- _DOCUMENT SECTION_:
════════
Adi Akavia, Hayim Shaul, Mor Weiss, and Zohar Yakhini, 2019
[full version, proceedings version]
Abstract
Developing machine learning models from federated training data, containing many independent samples, is an important task that can significantly enhance the potential applicability and prediction power of learned models. Since single users, like hospitals or individual labs, typically collect data-sets that do not support accurate learning with high confidence, it is desirable to combine data from several users without compromising data privacy. In this paper, we develop a privacy-preserving solution for learning a linear regression model from data collectively contributed by several parties (``data owners''). Our protocol is based on the protocol of Giacomelli et al. (ACNS 2018) that utilized two non colluding servers and Linearly Homomorphic Encryption (LHE) to learn regularized linear regression models. Our methods use a different LHE scheme that allows us to significantly reduce both the number and runtime of homomorphic operations, as well as the total runtime complexity. Another advantage of our protocol is that the underlying LHE scheme is based on a different (and post-quantum secure) security assumption than Giacomelli et al. Our approach leverages the Chinese Remainder Theorem, and Single Instruction Multiple Data representations, to obtain our improved performance. For a 1000 x 40 linear regression task we can learn a model in a total of 3 seconds for the homomorphic operations, compared to more than 100 seconds reported in the literature. Our approach also scales up to larger feature spaces: we implemented a system that can handle a 1000 x 100 linear regression task, investing minutes of server computing time after a more significant offline pre-processing by the data owners. We intend to incorporate our protocol and implementations into a comprehensive system that can handle secure federated learning at larger scales.
════════
Stored items
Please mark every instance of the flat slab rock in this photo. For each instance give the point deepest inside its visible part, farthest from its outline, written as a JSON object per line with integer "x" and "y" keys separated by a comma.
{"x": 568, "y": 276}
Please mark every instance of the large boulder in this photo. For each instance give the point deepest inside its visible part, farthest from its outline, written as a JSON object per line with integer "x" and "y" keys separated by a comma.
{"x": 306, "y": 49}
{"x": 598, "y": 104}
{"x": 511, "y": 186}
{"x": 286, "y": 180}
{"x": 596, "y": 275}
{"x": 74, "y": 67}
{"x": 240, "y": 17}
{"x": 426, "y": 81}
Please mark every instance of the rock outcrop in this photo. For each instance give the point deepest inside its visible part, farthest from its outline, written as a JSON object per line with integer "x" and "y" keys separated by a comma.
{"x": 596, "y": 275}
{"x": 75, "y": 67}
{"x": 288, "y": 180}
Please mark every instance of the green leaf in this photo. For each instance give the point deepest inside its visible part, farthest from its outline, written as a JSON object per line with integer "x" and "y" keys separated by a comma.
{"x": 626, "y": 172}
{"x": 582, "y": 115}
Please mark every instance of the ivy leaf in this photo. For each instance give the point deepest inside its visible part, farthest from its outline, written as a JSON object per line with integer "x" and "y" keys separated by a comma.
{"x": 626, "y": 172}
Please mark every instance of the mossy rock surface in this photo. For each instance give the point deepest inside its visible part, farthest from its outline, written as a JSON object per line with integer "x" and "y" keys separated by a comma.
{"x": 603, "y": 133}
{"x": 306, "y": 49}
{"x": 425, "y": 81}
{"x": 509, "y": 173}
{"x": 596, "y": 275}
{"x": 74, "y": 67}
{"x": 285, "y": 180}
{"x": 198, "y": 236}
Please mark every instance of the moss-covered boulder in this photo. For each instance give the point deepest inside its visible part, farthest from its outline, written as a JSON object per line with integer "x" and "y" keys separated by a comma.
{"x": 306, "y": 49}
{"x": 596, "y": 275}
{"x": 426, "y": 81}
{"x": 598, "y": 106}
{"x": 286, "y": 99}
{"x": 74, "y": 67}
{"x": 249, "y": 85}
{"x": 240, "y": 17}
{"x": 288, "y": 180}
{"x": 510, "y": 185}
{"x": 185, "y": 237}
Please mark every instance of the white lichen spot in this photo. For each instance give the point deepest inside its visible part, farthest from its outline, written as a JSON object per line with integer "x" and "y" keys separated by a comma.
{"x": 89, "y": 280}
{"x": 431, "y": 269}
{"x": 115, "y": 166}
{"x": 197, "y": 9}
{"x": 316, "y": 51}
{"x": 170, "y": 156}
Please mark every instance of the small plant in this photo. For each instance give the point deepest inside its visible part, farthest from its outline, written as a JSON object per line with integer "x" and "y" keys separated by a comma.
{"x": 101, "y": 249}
════════
- _WORK TO BE COMPLETED_:
Condense the abstract's paragraph beginning "Developing machine learning models from federated training data" into a short bulleted list that keeps its main facts. The material comes from a different source than the text.

- _RESPONSE BOX_:
- Individual users such as hospitals or labs rarely collect enough data for accurate, high-confidence learning, so combining data from several users without compromising privacy is desirable.
- The paper develops a privacy-preserving protocol for learning a linear regression model from data contributed by several data owners.
- It builds on the protocol of Giacomelli et al. (ACNS 2018), which used two non-colluding servers and Linearly Homomorphic Encryption (LHE) to learn regularized linear regression models.
- A different LHE scheme significantly reduces the number and runtime of homomorphic operations and the total runtime complexity. It also rests on a different, post-quantum secure security assumption.
- The performance gains come from the Chinese Remainder Theorem and Single Instruction Multiple Data representations.
- A 1000 x 40 task takes 3 seconds of homomorphic operations, compared with more than 100 seconds reported in the literature.
- A 1000 x 100 task takes minutes of server computing time after more significant offline pre-processing by the data owners.
- The authors plan to build the protocol into a comprehensive system for secure federated learning at larger scales.